Hi! I am using qiime2 v.2024.2 off a super computing cluster (conda module). I've tried to find a way to set a seed to generate reproducible results for the qiime feature-classifier classify-sklearn function, but I cannot find any discussion on the topic and there's nothing stated in the help page of the function. Is there a way to make the results reproducible?
I would also like to get some input into how I could optimize the classifier, since I have a problem with a recurring memory overflow error from the computing cluster whenever I give the classifier anything more than approx 15k reads at a time. My entire dataset is 4,2 million reads, so in 15k read chunks, it'll take me forever... (I understand that this is mostly an issue of the cluster, but maybe there's a way to optimise this script for a wiser use of resources too).
The exact commands I am using are:
qiime feature-classifier fit-classifier-naive-bayes
--i-reference-reads ref_sequences.qza
--i-reference-taxonomy taxonomy.qza
--o-classifier bayesian_classifier_sklearn.qza
I dont have an answer for setting a seed, but I do have a question about yoru data:
As I read this, I'm shocked that you have 4.2M ASV sequences that need to be classified. Are you possibly doing metagenomics? In that case, something like q2-shogun, or one of the metagenomic tools will serve you better.
Are you working on raw reads? If thats the case, I would recommend quality filtering and dereplicating at a minimum, and would probably suggest denoising. If you have the same read 10000 times, across your data set, there's no reason to classify it individually when you could classify it once.

* _GIVEN INFORMATION_:

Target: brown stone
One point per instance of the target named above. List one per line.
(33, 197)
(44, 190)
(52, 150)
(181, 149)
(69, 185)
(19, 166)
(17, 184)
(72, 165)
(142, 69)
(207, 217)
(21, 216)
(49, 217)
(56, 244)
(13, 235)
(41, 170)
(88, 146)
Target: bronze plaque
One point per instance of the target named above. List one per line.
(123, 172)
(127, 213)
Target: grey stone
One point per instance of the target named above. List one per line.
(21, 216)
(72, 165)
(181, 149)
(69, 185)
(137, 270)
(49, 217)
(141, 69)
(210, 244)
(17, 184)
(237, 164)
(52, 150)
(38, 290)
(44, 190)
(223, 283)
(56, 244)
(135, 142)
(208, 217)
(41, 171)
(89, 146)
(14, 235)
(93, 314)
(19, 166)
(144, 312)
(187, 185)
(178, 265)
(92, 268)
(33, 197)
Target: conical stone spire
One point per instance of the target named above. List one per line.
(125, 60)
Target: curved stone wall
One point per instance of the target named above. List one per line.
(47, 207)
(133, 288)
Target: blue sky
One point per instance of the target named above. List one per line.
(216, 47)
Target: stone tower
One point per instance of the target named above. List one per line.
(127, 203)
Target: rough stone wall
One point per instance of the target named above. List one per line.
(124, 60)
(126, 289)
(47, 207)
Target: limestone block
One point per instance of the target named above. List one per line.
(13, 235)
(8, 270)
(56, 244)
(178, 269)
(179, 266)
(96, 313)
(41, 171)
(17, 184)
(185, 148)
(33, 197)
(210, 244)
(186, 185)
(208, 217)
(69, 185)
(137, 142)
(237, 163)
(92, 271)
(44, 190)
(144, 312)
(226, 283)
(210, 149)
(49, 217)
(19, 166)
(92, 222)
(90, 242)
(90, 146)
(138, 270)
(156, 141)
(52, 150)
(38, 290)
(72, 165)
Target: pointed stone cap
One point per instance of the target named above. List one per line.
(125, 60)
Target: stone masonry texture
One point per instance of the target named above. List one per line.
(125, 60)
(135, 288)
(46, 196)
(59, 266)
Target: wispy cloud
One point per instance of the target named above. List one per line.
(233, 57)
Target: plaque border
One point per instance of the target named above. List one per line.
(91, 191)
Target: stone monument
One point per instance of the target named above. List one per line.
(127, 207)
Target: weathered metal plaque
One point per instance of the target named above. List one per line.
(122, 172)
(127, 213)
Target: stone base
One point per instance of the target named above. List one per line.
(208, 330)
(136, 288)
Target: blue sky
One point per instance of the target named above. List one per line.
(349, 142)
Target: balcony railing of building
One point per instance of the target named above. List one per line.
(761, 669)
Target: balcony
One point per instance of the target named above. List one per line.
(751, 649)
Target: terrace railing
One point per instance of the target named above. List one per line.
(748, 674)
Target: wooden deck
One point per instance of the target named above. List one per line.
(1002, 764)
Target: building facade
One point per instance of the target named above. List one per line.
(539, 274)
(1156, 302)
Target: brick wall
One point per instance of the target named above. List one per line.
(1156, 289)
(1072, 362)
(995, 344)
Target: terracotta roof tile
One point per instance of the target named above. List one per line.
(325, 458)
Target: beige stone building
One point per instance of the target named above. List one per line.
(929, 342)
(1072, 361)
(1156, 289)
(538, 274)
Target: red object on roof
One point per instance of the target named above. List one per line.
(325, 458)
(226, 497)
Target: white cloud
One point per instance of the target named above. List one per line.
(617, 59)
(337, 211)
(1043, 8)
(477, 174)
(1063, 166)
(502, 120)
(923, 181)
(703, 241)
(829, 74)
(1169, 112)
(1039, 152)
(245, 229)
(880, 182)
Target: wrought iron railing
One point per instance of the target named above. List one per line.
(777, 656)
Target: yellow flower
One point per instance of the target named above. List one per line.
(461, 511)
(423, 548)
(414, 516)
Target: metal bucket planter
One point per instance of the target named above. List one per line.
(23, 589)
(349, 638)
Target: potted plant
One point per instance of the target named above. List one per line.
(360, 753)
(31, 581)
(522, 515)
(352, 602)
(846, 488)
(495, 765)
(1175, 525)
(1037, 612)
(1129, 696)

* _EXERCISE REQUIREMENTS_:
1 - In the qiime2 forum thread, copy out everything from "I would also" down to "of resources too).".
2 - List the options passed to the fit-classifier-naive-bayes command in the qiime2 forum thread.
3 - Go on with the qiime2 forum thread after its last sentence.

* _ANSWERS BELOW_:
1 -
I would also like to get some input into how I could optimize the classifier, since I have a problem with a recurring memory overflow error from the computing cluster whenever I give the classifier anything more than approx 15k reads at a time. My entire dataset is 4,2 million reads, so in 15k read chunks, it'll take me forever... (I understand that this is mostly an issue of the cluster, but maybe there's a way to optimise this script for a wiser use of resources too).

2 -
--i-reference-reads
--i-reference-taxonomy
--o-classifier

3 -
I feel like a 15,000 read chunk is pretty on par for my bigger (1000s of samples) datasets, although someone like the EMP team could probably give better details of how many ASVs they saw in 2017.
I understand if this number surprises you, but what I have sequenced is ITS-amplicons of 141 eDNA samples, sequenced through Nanopore. Since Nanopore has such high error rates, this will make clustering less efficient. Before dereplication, I had about 13M+ reads, and before removing chimeras I had 7.2M reads. So filtering, dereplication and removing chimeras has been done. Due to the high error rates of Nanopore, most bioinformatics tools are badly suited for this data too.
Thanks for that, I will try using a 15k read chunk and see where that lands me.
I can answer the first part of your question, to add to @jwdebelius 's great answers about the second part.
This classifier is already deterministic, and teh results should be fully reproducible when the same inputs are used, and when the read orientation is the same. So there is not an option for setting a random seed because there is no randomization step.